* [Passage shown]
PORT-AU-PRINCE, Haiti -- Relatives wailed in grief or stared stoically as flowers were placed on 20 caskets at a mass funeral for the latest group of inmates who died miserably in Haiti’s largest prison, most without ever having been convicted of any crime.

Marie Lumane Laurore broke into piercing screams as she collapsed in a church pew before the coffin of her son, Eddy. The 30-year-old inmate fell ill with tuberculosis and severe anemia while he was jailed in Haiti’s filthy and overcrowded National Penitentiary on a rape charge.

“Jesus, give me back my son! He was my only boy,” she sobbed, banging her fists against a wooden pew in a Catholic church in downtown Port-au-Prince.

Emotions that had been dammed up, in some cases for years, over their loved ones’ lengthy detentions broke in a crescendo of grief as a priest called out the names of the dead.

It was the third funeral service for National Penitentiary inmates organized by Port-au-Prince chief prosecutor Danton Leger since April. It came a day after The Associated Press published an exclusive report on record overcrowding and appalling conditions inside Haiti’s biggest lockup.

Recurrent shortages of food and medicine as well as infectious diseases that flourish in packed Haitian prisons and jails have led to an upsurge in malnutrition-related illnesses and other preventable diseases.

U.N. Special Representative Sandra Honore said in a statement that 42 detainee deaths so far this year are linked to “the worsening of cruel, inhuman and degrading” conditions. She called on Haitian authorities to urgently improve the situation, saying it was “the responsibility of the state to ensure respect for the rights of detainees and access to basic services.”

Haiti: A Homegrown Recovery 15:46

Similar calls have gone unheeded for years and dismal prison conditions worsened over the last year as a caretaker government was in power.

Ludjy Belizaire said she visited her incarcerated 25-year-old brother Etzer as often as she could over the last year, especially when he started complaining that he was weak with hunger and getting sick. He began shedding weight rapidly.

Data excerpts
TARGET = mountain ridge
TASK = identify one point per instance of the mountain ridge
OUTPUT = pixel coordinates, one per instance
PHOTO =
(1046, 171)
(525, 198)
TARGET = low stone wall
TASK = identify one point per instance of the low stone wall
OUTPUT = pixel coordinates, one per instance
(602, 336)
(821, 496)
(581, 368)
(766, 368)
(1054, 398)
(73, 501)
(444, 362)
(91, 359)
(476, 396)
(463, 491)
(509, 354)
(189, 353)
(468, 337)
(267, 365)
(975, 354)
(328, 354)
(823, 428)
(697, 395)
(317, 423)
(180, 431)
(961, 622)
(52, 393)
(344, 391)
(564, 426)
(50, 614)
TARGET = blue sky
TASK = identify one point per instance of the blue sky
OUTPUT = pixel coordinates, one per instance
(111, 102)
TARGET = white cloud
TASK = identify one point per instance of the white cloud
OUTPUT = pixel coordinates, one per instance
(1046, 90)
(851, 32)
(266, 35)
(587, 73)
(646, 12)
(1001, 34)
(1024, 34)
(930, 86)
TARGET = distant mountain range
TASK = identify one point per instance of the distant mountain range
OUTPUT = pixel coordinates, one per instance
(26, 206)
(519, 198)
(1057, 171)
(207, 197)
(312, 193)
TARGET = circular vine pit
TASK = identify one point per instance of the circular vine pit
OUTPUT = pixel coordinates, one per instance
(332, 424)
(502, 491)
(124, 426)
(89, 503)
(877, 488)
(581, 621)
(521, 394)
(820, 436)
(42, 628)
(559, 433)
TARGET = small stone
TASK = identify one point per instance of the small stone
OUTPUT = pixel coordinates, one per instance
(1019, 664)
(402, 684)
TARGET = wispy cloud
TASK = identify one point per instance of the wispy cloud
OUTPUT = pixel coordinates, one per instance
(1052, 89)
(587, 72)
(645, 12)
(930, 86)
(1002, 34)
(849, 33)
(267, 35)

* [Instructions for the task] Resume the news article on inmate deaths at Haiti's National Penitentiary, picking up right after its last sentence.

* [Exercise answer]
“He got skinnier and skinnier. After a while, he didn’t even look like himself anymore,” she said, adding that her brother was jailed for six years on illegal gun charges without ever going before a judge.

The 22-year-old woman said that even if her older brother had broken the law he didn’t deserve to be jailed for years without a conviction in unsanitary, desperate conditions.

Inmates at the National Penitentiary and other lockups are crammed shoulder-to-shoulder in cellblocks so overcrowded they have to sleep in makeshift hammocks suspended from the ceiling or squeeze into shared bunks. New arrivals jostle for space on filthy floors where inmates on lockdown 22 hours a day are forced to defecate into plastic bags in the absence of latrines.

Prison authorities say they try their best to meet inmates’ needs, but receive insufficient funds from the state to buy food and cooking fuel, leading to deadly cases of malnutrition-related ailments such as thiamine deficiency and anemia.

Haiti’s penal system is by far the globe’s most congested, with a staggering 454 percent occupancy level, according to the most recent ranking by the University of London’s Institute for Criminal Policy Research.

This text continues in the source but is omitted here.